_REQUEST_.
Write the next part of the chapter introducing the R language, starting after its final sentence.

_TEXT EXTRACT_.
==========

Chapter 2 Introduction to R language
Since this book includes a lot of R code examples, this chapter will describe some basics for those, who is not familiar with R. For purposes of understanding R code in this book you don’t need any deep knowledge of R. In case you want to learn more, there are a lot of good books on it. I will list only few of them:
2.1 Instalation
2.1.1 R instalation
To download R, go to CRAN. Don’t try to pick a mirror that’s close to you, instead it is better to use the cloud mirror, https://cloud.r-project.org.
2.1.2 RStudio
RStudio is an integrated development environment, or IDE, for R programming. There are two possibilities for using it:
- type R code in the R console pane, and press enter to run it;
- type R code in the Code editor pane, and press Control/Command + Enter to run selected part. It is easier to correct and it is possible to save the result as a script.

Figure 2.1: RStudio layout
When you first launch RStudio it is more likely, that you won’t see the Code Editor pane. It is possible to decrease R Console pane on icons in the pane’s right upper corner.
Everything from this book will be availible without RStudio instalation. There are a lot of possibilities to work with R not using RStudio such as R console, command line, Jupyter Notebook, some plugins for working in Sublime, Vim, Emacs, Atom, Notepad++ and other programming text editors.

==========

_DATASET RECORDS_.
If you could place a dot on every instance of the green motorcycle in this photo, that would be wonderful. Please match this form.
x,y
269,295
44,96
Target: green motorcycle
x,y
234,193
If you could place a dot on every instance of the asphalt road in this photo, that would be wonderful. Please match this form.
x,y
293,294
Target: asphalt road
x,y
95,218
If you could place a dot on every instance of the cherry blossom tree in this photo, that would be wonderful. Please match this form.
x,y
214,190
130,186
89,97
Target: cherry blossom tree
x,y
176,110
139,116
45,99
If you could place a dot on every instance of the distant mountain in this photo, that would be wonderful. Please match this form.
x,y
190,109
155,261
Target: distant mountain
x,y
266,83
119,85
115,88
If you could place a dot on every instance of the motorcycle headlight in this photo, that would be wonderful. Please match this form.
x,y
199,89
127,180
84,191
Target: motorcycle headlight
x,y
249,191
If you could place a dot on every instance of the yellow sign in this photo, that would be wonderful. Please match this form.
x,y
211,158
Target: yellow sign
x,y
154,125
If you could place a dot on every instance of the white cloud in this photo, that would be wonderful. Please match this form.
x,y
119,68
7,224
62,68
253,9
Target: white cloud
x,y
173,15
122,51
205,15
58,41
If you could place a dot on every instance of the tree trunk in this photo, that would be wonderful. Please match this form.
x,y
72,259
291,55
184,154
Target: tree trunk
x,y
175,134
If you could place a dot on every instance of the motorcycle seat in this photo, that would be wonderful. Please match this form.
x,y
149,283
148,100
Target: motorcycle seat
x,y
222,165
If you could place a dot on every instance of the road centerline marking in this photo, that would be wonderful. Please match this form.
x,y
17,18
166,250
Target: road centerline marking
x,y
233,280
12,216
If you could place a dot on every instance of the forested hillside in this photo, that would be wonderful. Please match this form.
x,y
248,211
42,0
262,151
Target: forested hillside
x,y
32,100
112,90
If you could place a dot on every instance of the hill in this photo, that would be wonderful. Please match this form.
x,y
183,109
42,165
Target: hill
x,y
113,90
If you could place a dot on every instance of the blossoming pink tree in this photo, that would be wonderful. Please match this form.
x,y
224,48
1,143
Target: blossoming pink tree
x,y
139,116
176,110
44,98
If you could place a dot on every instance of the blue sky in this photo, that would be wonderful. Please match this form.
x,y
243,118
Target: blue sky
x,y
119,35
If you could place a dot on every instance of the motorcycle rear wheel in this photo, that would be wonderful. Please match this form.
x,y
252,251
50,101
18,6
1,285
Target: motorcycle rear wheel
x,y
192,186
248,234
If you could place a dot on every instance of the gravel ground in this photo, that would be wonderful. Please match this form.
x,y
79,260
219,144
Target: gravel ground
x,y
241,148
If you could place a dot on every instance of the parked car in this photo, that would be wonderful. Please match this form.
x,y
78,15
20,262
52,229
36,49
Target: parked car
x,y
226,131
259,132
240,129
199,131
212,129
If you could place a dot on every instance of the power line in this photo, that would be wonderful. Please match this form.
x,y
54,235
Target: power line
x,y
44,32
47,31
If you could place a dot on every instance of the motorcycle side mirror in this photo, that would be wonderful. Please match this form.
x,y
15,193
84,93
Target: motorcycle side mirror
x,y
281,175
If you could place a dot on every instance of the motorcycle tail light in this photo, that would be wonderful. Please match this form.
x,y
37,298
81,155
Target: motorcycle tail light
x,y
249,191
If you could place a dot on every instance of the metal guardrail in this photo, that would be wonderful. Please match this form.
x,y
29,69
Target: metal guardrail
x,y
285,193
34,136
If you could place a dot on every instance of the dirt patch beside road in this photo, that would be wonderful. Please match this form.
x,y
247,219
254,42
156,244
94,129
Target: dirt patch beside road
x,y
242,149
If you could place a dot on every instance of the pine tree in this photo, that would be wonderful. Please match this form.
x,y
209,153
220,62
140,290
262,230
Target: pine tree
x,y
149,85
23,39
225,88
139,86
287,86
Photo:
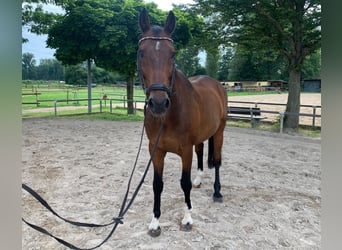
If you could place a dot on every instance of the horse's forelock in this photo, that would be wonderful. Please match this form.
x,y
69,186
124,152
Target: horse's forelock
x,y
156,30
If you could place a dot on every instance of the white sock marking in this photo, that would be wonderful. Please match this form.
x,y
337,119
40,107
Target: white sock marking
x,y
198,179
154,224
187,216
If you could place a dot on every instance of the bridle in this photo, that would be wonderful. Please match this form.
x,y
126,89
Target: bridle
x,y
156,86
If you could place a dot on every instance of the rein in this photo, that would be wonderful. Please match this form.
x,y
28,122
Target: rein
x,y
116,220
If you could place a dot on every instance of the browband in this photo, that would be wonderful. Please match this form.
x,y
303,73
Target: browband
x,y
155,38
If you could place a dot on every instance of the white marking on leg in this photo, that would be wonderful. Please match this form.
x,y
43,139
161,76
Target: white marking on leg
x,y
187,216
198,179
154,224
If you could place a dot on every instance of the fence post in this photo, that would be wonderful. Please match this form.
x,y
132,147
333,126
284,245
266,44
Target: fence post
x,y
281,121
55,105
313,115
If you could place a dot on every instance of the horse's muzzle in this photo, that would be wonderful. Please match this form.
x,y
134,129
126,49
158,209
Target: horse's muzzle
x,y
158,105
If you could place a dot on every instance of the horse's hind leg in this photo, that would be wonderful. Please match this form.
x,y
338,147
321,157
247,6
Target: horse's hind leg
x,y
199,152
211,152
217,146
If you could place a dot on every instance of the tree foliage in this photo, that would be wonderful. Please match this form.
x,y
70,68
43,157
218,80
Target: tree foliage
x,y
288,28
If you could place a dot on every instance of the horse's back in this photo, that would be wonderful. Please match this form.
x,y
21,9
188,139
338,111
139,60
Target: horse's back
x,y
211,104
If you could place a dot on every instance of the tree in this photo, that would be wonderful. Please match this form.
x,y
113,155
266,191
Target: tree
x,y
291,28
119,44
77,35
28,64
224,63
35,18
211,63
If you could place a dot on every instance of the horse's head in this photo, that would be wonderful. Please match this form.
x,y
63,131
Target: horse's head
x,y
156,62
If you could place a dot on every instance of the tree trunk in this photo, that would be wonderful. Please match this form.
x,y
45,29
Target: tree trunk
x,y
291,122
89,84
130,108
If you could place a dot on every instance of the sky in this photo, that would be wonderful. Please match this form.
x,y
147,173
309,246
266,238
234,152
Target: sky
x,y
37,44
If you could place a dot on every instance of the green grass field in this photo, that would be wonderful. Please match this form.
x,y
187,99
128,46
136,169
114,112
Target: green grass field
x,y
67,95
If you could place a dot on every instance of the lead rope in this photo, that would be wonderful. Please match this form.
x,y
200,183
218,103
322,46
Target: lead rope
x,y
117,220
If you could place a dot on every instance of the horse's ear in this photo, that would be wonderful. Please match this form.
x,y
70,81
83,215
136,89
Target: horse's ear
x,y
170,23
144,21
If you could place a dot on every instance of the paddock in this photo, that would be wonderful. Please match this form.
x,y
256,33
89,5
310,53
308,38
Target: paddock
x,y
270,186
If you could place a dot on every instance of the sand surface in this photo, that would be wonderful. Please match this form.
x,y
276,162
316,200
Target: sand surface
x,y
270,183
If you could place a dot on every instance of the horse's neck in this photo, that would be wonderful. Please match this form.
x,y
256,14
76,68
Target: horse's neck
x,y
182,84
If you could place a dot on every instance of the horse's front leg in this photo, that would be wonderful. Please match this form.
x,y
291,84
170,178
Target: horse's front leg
x,y
199,152
186,185
158,165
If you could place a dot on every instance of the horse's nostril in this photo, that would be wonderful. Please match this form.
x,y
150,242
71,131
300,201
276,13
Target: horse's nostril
x,y
150,102
167,103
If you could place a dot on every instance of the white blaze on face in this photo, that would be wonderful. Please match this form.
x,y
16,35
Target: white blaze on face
x,y
158,45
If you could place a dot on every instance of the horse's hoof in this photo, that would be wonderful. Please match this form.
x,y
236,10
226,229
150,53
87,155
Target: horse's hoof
x,y
186,228
218,198
154,232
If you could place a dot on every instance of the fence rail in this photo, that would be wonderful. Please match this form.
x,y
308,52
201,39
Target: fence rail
x,y
138,104
282,113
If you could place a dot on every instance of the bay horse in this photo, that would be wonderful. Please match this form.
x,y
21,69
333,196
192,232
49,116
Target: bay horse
x,y
190,112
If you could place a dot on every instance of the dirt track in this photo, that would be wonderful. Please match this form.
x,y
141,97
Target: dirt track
x,y
270,183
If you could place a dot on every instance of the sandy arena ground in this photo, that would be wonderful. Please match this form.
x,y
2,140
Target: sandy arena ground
x,y
270,183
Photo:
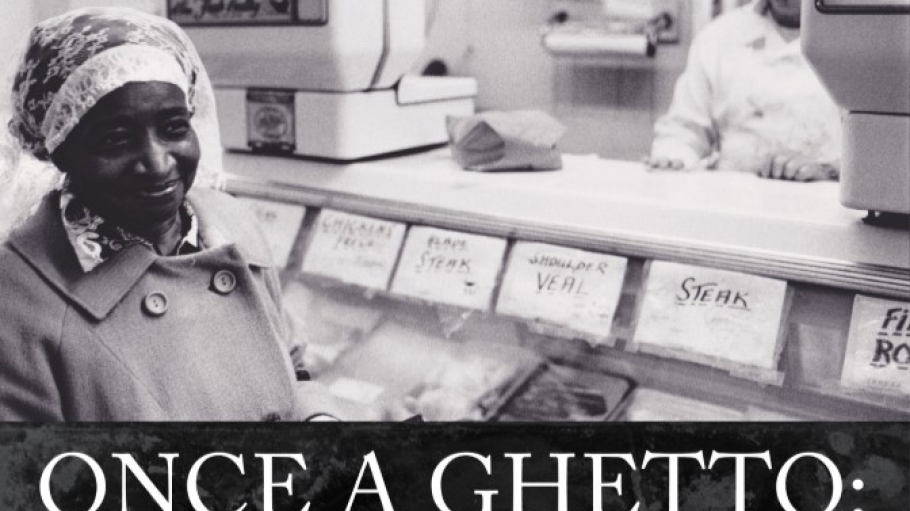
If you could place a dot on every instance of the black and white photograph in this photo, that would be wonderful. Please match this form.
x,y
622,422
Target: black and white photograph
x,y
618,255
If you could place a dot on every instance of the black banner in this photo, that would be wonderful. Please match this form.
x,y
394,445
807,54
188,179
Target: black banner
x,y
457,467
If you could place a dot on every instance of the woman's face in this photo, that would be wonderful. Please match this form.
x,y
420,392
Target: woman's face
x,y
133,156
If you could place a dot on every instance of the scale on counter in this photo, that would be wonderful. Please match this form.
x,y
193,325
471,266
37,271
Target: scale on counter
x,y
860,50
321,78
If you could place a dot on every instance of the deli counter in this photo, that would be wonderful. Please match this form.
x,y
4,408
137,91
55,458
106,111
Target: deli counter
x,y
601,291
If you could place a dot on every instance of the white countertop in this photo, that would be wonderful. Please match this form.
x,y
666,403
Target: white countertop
x,y
725,219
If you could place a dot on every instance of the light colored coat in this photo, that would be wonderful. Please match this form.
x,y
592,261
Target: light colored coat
x,y
84,347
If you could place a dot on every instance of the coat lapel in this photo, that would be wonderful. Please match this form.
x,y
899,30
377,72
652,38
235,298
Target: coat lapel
x,y
42,242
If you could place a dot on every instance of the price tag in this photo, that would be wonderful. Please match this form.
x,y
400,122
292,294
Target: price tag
x,y
449,267
713,314
878,349
568,287
280,223
354,249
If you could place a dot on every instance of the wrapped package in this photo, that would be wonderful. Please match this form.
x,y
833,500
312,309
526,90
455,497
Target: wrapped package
x,y
495,141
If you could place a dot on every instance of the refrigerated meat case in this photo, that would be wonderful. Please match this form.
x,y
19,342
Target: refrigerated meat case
x,y
371,342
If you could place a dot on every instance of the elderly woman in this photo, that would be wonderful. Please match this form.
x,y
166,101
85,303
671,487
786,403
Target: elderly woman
x,y
129,294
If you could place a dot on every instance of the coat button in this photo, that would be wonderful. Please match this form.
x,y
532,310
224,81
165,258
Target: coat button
x,y
155,304
224,282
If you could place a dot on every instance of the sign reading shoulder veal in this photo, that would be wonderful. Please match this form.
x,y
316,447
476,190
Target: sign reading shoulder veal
x,y
713,314
449,267
878,349
353,248
569,287
280,223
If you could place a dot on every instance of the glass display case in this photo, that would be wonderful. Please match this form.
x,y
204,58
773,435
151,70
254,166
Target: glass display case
x,y
597,292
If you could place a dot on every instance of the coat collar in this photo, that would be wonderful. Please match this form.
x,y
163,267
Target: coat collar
x,y
42,242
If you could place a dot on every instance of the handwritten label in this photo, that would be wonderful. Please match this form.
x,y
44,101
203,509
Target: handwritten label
x,y
354,249
280,223
233,11
449,267
711,313
878,349
568,287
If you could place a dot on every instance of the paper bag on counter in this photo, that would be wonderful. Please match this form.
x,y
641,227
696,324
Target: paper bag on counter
x,y
518,140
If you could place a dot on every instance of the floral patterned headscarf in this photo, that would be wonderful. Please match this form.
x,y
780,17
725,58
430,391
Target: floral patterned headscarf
x,y
73,60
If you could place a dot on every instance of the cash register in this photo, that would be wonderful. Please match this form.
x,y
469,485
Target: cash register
x,y
860,50
321,78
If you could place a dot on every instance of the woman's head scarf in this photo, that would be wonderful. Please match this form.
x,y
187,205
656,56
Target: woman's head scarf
x,y
73,60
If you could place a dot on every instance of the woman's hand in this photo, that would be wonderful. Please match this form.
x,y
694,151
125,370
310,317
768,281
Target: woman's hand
x,y
795,168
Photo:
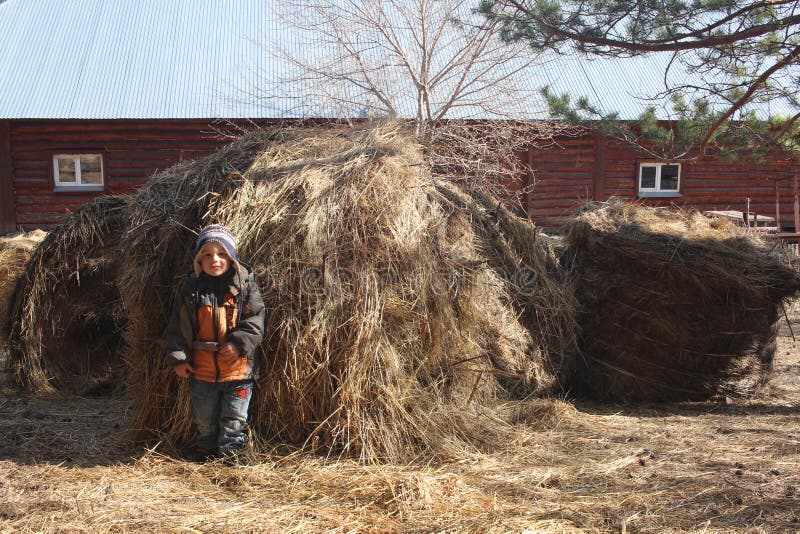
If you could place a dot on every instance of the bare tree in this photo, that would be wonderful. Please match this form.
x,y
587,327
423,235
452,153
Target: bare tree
x,y
435,63
746,51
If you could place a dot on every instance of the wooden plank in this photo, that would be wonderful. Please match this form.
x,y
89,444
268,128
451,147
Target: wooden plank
x,y
599,193
8,220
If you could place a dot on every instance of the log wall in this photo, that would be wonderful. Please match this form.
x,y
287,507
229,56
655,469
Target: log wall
x,y
573,170
132,149
561,177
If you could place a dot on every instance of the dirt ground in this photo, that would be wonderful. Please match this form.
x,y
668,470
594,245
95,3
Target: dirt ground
x,y
573,467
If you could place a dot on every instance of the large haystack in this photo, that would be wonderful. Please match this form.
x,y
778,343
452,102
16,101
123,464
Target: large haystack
x,y
395,303
15,251
675,306
65,318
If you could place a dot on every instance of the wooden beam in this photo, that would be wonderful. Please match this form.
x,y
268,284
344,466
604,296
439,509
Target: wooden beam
x,y
796,205
599,192
530,185
8,218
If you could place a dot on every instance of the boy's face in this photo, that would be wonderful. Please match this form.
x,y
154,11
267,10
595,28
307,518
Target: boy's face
x,y
214,260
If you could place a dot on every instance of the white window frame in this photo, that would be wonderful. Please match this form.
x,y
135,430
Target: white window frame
x,y
77,184
657,191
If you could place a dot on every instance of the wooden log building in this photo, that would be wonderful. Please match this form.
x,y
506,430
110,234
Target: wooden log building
x,y
96,96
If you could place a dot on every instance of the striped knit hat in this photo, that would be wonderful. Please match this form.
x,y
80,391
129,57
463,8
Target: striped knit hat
x,y
215,233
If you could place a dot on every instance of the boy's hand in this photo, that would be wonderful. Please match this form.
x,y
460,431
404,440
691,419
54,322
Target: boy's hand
x,y
229,353
184,370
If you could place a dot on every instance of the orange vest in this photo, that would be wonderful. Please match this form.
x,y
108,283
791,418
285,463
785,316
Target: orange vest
x,y
208,365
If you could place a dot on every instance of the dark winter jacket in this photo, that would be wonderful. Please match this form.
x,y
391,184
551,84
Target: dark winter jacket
x,y
212,311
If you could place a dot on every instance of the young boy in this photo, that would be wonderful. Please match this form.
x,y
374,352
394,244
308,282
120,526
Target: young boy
x,y
212,340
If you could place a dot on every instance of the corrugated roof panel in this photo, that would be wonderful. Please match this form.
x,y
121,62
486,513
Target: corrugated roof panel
x,y
107,59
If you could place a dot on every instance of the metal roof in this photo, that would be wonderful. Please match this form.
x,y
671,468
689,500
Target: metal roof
x,y
160,59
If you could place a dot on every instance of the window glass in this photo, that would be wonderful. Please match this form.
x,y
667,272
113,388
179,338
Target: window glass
x,y
669,177
66,170
91,170
648,178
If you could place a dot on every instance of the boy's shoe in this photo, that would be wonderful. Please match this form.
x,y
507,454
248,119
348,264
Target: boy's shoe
x,y
199,456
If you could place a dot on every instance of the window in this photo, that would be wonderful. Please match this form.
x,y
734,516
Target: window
x,y
78,171
659,179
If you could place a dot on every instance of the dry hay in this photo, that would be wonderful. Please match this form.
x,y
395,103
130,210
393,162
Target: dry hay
x,y
15,251
391,329
65,318
674,306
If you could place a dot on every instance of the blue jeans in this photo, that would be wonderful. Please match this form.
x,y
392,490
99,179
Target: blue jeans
x,y
220,413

==========

_THE RESULT_.
2.1.3 RStuio cloud
It is also possible not to install anything on your own PC, using RStudio Cloud, a web-based interface for Rstudio and R. In RStudio Cloud it is also possible to share your R projects and collaborate with a select group in a private space. RStudio Cloud is currently free to use, but soon there will be free and paid options.
2.2 Basic elements, variables, vectors, dataframe
2.2.1 Basic elements
7
[1] 7
-5.7
[1] -5.7
"bonjour"
[1] "bonjour"
"bon mot"
[1] "bon mot"
TRUE
[1] TRUE
FALSE
[1] FALSE
2.2.2 Arithmetic operations
7+7
[1] 14
21-8
[1] 13
4*3
[1] 12
12/4
[1] 3
4^3
[1] 64
4**3
[1] 64
sum(1, 2,3, 4)
[1] 10
prod(1, 2,3, 4)
[1] 24
log(1)
[1] 0
log(100, base = 10)
[1] 2
pi
[1] 3.141593
exp(5)
[1] 148.4132
sin(13)
[1] 0.420167
cos(13)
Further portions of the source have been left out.